--- Start of Information provided ---
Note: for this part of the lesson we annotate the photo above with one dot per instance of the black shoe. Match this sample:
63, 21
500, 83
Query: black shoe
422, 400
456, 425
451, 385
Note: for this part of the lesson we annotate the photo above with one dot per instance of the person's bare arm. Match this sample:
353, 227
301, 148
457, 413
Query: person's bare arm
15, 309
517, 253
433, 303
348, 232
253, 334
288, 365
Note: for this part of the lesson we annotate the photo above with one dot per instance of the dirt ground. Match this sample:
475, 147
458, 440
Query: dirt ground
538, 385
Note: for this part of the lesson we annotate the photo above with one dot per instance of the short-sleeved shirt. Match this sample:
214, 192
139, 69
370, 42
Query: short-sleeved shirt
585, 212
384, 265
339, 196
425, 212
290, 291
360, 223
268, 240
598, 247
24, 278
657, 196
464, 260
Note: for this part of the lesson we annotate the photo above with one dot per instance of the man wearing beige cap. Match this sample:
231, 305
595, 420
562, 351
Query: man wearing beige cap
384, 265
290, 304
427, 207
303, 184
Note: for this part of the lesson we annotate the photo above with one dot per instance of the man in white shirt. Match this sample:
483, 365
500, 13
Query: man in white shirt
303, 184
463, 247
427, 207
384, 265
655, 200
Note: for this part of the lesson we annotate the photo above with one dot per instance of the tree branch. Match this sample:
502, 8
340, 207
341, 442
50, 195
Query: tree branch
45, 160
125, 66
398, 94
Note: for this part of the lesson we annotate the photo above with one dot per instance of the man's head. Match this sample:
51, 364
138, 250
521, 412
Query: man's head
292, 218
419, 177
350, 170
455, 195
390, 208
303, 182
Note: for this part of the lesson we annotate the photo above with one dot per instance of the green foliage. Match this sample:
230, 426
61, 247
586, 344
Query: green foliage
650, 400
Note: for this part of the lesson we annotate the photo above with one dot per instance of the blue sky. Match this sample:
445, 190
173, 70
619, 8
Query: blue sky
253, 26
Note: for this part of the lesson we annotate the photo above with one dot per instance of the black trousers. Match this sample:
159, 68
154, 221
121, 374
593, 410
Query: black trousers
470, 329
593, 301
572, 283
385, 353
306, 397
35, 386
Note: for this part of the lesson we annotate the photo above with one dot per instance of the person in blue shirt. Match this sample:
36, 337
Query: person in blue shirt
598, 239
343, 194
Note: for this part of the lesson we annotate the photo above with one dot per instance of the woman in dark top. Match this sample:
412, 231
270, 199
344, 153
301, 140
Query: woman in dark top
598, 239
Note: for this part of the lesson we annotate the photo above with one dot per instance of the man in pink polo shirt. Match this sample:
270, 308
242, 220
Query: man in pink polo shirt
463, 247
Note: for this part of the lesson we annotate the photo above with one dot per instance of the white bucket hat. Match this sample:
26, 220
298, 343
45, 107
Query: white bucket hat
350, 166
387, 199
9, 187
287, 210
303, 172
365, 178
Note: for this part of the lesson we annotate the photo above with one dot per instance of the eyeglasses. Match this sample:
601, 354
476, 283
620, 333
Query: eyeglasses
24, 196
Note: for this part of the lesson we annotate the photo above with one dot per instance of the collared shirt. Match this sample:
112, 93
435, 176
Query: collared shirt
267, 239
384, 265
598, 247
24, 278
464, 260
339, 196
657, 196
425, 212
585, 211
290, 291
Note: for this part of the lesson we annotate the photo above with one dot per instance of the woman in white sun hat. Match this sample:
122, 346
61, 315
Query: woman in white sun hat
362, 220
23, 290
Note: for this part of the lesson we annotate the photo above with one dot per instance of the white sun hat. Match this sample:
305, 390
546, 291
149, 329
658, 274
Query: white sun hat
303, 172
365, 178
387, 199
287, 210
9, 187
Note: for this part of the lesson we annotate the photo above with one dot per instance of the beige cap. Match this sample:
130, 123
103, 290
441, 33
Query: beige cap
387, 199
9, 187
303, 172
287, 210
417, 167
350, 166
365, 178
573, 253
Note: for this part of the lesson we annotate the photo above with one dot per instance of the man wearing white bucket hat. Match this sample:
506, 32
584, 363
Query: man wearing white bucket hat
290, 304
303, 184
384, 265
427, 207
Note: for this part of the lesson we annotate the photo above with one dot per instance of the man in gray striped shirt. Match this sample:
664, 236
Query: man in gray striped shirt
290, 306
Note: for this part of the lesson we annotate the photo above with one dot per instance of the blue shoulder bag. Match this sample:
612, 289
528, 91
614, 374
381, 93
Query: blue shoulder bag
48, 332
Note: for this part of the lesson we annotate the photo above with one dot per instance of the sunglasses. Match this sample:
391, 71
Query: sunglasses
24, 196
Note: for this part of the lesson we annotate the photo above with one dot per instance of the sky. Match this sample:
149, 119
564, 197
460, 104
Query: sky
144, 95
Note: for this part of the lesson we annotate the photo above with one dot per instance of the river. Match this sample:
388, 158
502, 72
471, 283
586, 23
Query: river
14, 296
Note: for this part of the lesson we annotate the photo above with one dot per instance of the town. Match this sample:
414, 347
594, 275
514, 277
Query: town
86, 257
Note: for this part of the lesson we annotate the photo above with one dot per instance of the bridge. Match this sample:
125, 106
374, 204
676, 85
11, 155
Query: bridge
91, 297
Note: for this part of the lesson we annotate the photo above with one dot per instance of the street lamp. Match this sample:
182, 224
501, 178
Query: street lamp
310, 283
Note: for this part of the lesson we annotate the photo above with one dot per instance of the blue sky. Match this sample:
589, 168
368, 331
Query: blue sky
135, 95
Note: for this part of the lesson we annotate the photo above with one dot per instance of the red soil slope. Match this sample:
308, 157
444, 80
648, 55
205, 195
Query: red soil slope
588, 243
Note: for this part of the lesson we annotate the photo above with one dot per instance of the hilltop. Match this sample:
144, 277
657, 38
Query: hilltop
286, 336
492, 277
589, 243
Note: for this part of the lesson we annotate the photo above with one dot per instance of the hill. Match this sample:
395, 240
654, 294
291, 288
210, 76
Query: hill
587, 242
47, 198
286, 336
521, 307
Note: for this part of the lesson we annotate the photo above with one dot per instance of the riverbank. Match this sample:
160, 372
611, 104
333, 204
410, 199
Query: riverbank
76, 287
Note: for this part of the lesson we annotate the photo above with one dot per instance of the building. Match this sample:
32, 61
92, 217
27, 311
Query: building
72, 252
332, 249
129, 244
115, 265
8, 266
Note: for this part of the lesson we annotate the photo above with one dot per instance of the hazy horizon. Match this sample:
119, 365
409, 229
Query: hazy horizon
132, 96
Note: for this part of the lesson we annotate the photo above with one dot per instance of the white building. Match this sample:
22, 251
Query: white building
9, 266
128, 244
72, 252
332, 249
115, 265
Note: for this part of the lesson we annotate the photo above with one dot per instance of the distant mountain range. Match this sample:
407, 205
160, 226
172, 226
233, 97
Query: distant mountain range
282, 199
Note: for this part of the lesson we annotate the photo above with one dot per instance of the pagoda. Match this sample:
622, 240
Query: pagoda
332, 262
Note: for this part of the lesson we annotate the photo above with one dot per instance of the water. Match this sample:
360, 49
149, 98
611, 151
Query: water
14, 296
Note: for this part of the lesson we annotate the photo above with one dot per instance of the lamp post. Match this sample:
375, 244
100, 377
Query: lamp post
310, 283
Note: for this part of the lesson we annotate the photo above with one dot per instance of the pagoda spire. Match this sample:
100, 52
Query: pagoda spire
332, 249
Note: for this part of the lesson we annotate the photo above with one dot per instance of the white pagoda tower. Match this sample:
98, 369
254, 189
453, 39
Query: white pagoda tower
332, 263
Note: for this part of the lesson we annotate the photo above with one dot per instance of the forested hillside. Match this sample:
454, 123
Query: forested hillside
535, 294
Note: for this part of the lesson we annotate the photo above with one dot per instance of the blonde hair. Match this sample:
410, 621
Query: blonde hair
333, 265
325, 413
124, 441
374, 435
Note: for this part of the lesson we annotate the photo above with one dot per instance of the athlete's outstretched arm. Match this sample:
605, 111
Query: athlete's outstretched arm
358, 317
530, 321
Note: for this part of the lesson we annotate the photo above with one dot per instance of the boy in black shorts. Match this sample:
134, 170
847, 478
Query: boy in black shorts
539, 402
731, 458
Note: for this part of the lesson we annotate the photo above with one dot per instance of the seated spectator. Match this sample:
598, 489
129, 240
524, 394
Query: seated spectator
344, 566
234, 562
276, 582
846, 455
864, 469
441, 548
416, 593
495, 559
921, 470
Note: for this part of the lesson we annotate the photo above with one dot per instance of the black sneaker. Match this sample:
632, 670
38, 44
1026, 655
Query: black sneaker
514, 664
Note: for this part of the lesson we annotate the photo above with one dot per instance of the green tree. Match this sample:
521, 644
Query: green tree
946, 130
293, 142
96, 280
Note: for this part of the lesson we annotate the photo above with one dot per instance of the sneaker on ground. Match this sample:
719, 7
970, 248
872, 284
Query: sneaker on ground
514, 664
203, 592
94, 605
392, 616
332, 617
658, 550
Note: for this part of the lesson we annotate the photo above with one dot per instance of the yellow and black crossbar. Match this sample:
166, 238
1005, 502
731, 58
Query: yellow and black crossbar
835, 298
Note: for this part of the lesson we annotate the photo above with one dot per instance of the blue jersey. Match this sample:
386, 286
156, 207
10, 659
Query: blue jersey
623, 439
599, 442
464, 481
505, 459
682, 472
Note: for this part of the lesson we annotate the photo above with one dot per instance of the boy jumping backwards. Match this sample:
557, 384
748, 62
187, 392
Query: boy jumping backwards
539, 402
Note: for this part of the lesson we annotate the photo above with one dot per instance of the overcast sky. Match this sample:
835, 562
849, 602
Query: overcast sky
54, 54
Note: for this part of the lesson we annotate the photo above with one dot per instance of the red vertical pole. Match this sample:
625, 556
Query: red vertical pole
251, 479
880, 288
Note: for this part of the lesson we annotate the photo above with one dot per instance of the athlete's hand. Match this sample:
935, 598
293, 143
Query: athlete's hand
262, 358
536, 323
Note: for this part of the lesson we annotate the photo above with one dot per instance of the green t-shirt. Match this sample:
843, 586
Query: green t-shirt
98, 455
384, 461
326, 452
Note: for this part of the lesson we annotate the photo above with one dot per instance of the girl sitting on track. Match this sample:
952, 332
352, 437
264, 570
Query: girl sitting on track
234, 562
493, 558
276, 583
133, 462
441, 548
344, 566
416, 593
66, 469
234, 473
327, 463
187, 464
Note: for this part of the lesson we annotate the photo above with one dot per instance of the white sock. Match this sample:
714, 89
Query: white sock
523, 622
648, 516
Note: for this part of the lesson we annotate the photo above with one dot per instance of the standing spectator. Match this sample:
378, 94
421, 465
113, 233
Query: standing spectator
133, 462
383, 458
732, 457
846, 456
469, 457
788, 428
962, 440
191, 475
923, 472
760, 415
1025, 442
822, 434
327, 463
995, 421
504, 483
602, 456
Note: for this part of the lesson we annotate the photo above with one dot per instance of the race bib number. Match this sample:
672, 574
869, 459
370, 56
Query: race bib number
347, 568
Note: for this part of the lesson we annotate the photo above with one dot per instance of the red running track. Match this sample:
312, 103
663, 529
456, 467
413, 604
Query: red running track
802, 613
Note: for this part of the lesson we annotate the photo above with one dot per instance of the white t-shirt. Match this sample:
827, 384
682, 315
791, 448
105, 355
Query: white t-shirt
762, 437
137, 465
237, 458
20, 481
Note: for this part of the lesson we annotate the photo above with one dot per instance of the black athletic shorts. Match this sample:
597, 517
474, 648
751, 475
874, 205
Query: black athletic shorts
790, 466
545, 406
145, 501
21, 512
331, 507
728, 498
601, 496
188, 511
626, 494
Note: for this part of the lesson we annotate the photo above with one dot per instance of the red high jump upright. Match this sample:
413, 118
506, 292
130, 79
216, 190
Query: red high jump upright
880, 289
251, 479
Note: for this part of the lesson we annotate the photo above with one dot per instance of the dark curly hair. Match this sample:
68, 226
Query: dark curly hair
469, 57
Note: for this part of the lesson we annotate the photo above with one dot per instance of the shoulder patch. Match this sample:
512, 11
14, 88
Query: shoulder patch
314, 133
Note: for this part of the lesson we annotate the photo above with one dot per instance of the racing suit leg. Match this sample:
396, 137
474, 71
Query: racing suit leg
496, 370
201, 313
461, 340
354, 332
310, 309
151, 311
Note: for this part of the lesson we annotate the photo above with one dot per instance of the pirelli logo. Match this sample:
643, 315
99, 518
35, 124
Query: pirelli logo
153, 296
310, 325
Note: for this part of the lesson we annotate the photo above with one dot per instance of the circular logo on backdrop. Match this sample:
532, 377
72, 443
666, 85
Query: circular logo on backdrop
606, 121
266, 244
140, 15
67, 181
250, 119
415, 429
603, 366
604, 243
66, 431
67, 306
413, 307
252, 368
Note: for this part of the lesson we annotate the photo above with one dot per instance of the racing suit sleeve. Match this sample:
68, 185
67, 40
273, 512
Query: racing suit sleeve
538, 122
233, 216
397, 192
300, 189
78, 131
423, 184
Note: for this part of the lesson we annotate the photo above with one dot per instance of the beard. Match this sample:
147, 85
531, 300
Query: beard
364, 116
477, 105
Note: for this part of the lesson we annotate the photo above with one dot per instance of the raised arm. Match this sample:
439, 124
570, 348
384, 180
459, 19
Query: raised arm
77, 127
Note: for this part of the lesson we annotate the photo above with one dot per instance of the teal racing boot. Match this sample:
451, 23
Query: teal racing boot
--- End of Information provided ---
Your task: Reproduce exactly the line containing "of the beard." and every line after it through the end of the records above, and nothing else.

Finished task:
Note: for this part of the lesson we annotate the photo above with one dot per instance of the beard. Match this sample:
147, 85
531, 300
Query: beard
364, 116
477, 105
Note: for this part of the lesson we annotate the photo above with one dot per instance of the raised arm. Match this sample:
439, 124
570, 348
384, 180
459, 19
Query: raised arm
77, 127
Note: for this part of the lesson we annotate the photo above with one dot per instance of the teal racing boot. Match this sample:
451, 23
Query: teal racing boot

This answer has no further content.